_What to work on_:
A. In the text on wind-down planning, reproduce the passage from "In its guidance" to "wind it down.".
B. Answer these about the text on wind-down planning:
(i) Which two aspects of wind-down planning does the regulator say firms tend to overlook?
(ii) What position does Keith Richards hold?
(iii) What does Keith Richards say advisers winding down their businesses must think about?

_Selection_:
============================================================

But the regulator said there are two aspects of wind-down planning which firms tend to overlook: a communications plan and an assessment of intra-group relationships.

The regulator said: “An effective communications plan can help to deliver a more effective wind-down process and ensure appropriate and timely action from all key stakeholders.

“If a firm is part of a larger group, its wind-down plan will often be affected by the availability or the withdrawal of group financial support, processing capabilities and shared staff and facilities.

“If the entity has been relying on support and services from the wider group, then it is prudent to consider if these resources would still be available during the wind-down.”

The FCA said an effective wind-down plan should help a failing firm to cease its regulated activities and achieve cancellation of permission with minimal adverse impact on its clients, counterparties and the wider markets.

In its guidance consultation the FCA said: “There is no guarantee that a normally functioning firm will not fail in the future.

“Failure of a firm could occur suddenly. Without proper advance planning, a firm running into difficulties has an increased likelihood of a disorderly wind-down, leading to consumer detriment and/or potentially adverse effects in the market.”

Keith Richards, chief executive of the Personal Finance Society, said it is vital that advisers winding down their businesses think about the ongoing liabilities they face.

But he said there is probably more demand from advisers for information about how to realise embedded value in their business than for what they should do to wind it down.

============================================================

_Supplied information_:

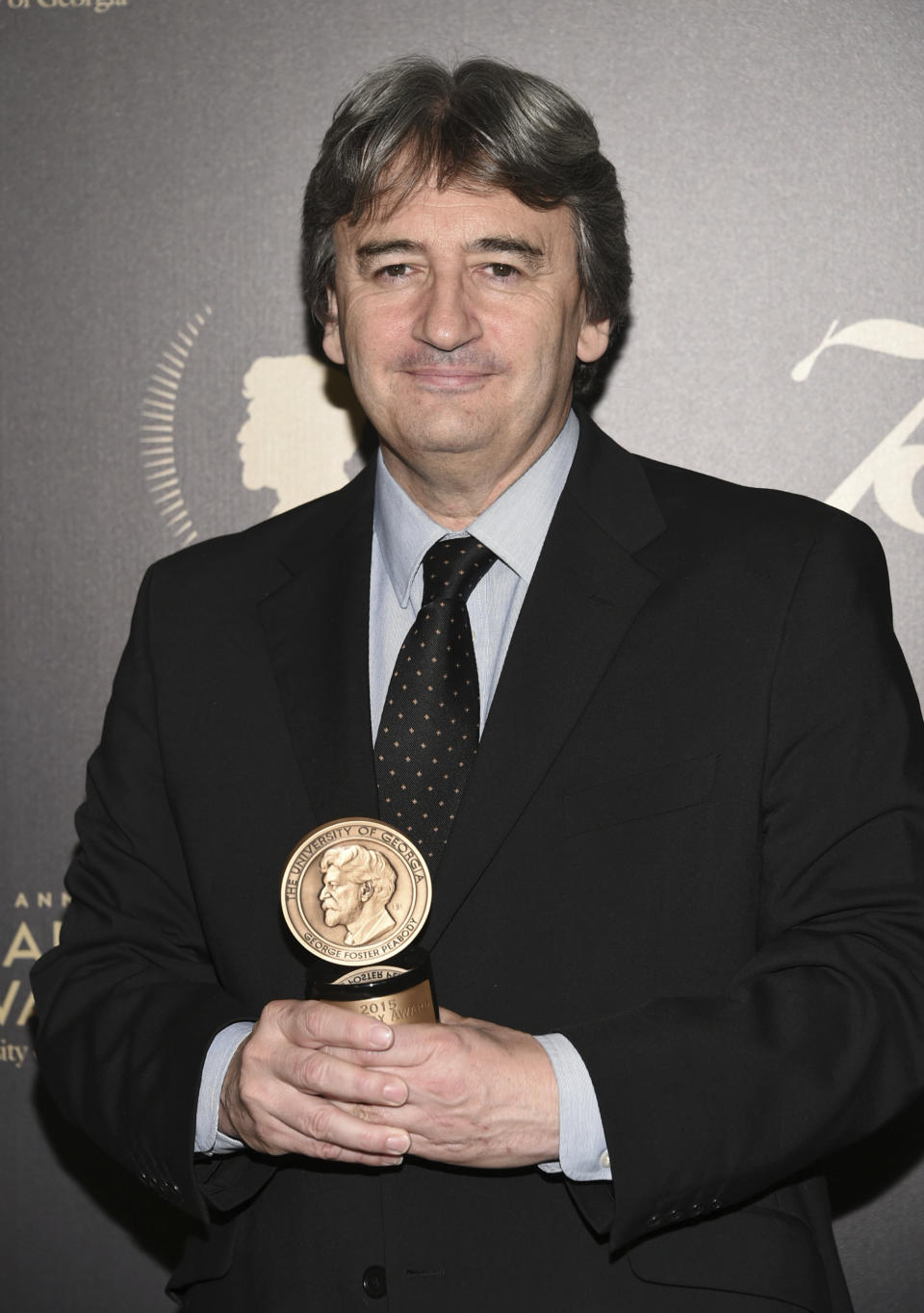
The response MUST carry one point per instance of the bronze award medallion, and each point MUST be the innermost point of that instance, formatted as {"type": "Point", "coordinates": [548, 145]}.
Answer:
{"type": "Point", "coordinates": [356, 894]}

============================================================

_Worked answers_:
A.
In its guidance consultation the FCA said: “There is no guarantee that a normally functioning firm will not fail in the future.

“Failure of a firm could occur suddenly. Without proper advance planning, a firm running into difficulties has an increased likelihood of a disorderly wind-down, leading to consumer detriment and/or potentially adverse effects in the market.”

Keith Richards, chief executive of the Personal Finance Society, said it is vital that advisers winding down their businesses think about the ongoing liabilities they face.

But he said there is probably more demand from advisers for information about how to realise embedded value in their business than for what they should do to wind it down.

B.
(i) A communications plan and an assessment of intra-group relationships.
(ii) Chief executive of the Personal Finance Society.
(iii) The ongoing liabilities they face.